[ 
https://issues.apache.org/jira/browse/PHOENIX-7727?page=com.atlassian.jira.plugin.system.issuetabpanels:all-tabpanel
 ]

Tanuj Khurana updated PHOENIX-7727:
-----------------------------------
    Description: 
ServerCachingEndpointImpl coproc implements the server cache RPC protocol. One 
use case of the cache RPCs is server side index updates. Whenever the client 
commits a batch of mutations, if the mutation count is greater than 
_*phoenix.index.mutableBatchSizeThreshold*_ (default value 3) instead of 
sending the index maintainer metadata as a mutation attribute the client uses 
the server cache RPCs to populate the server cache on the region servers and 
just sends the cache key as a mutation attribute. This was done as an 
optimization to reduce sending duplicate index maintainer information on every 
mutation of the batch. It is typical to have batches of size 100 - 1000 so this 
optimization is useful but there are several downsides of this rpc approach.
 # In-order to determine which region servers to send the cache RPCs, we first 
create the scan ranges object from the primary keys in the mutations. The size 
of the scan ranges object is the same as your commit size. This can add to GC 
overhead since we are doing this on every commit batch.
 # Then the client calls _*getAllTableRegions*_ which can make calls to meta if 
the table region locations are not cached in the hbase client meta cache. This 
adds additional latency on the client side. Once it receives the region list, 
it intersects the region boundaries with the scan range it constructed to 
determine the locations of the region servers which host the regions that will 
be receiving the mutations.
 # Then the actual RPCs are executed in parallel but these caching RPCs are 
subject to standard hbase client retry policies and can be retried in case of 
timeouts or RITs thus potentially adding more latency overhead.
 # Furthermore, it is not guaranteed that when the server processes these 
mutations in the IndexRegionObserver coproc and tries to fetch the index 
maintainer metadata from the cache it will definitely find the cache entry. 
This happens when the region moves/splits after sending the cache RPC but 
before the data table mutations are sent. Another scenario where this happens 
is if the server is overloaded and RPCs are getting queued on the server and by 
the time the server process the batch rpc, the cache entry has expired (default 
TTL 30s). If the metadata is not found a DoNotRetryIOException is returned to 
the client which is handled within the Phoenix MutationState class. The phoenix 
client retries and again repeats. The worst thing is that when the Phoenix 
client receives this error, it first calls _*clearTableRegionCache*_ before 
repeating.

 

Sample error logs that we have seen in production:
{code:java}
2025-10-20 07:38:21,800 INFO  
[t.FPRWQ.Fifo.write.handler=120,queue=20,port=60020] util.IndexManagementUtil - 
Rethrowing 
org.apache.hadoop.hbase.DoNotRetryIOException: ERROR 2008 (INT10): ERROR 2008 
(INT10): Unable to find cached index metadata.  key=4619765145502425070 
region=FOO.TEST1,00D1H000000N1TASDER,1708858336233.1ae49454ee9993697a7cc9e34c899b25.host=server.net,60020,1757812136389
 Index update failed
    at org.apache.phoenix.util.ClientUtil.createIOException(ClientUtil.java:166)

SET TASK A => Render every nonblank line of the records below as a Markdown table with two columns: No., holding the row number, and Entry, holding the line.

RAW RECORDS =>
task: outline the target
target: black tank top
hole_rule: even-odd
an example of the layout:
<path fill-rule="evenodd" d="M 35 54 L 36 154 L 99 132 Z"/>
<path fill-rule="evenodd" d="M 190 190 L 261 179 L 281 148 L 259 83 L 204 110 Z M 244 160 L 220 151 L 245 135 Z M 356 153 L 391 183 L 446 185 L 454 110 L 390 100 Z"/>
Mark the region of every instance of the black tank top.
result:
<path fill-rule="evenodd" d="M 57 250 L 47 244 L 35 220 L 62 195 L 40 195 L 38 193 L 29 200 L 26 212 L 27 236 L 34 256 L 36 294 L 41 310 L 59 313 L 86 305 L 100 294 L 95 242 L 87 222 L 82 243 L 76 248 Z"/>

SET TASK B => According to the issue description, what is the default TTL of a server cache entry?

RESPONSE A =>
| No. | Entry |
|---|---|
| 1 | task: outline the target |
| 2 | target: black tank top |
| 3 | hole_rule: even-odd |
| 4 | an example of the layout: |
| 5 | <path fill-rule="evenodd" d="M 35 54 L 36 154 L 99 132 Z"/> |
| 6 | <path fill-rule="evenodd" d="M 190 190 L 261 179 L 281 148 L 259 83 L 204 110 Z M 244 160 L 220 151 L 245 135 Z M 356 153 L 391 183 L 446 185 L 454 110 L 390 100 Z"/> |
| 7 | Mark the region of every instance of the black tank top. |
| 8 | result: |
| 9 | <path fill-rule="evenodd" d="M 57 250 L 47 244 L 35 220 L 62 195 L 40 195 L 38 193 L 29 200 L 26 212 L 27 236 L 34 256 L 36 294 L 41 310 L 59 313 L 86 305 L 100 294 L 95 242 L 87 222 L 82 243 L 76 248 Z"/> |

RESPONSE B => 30 seconds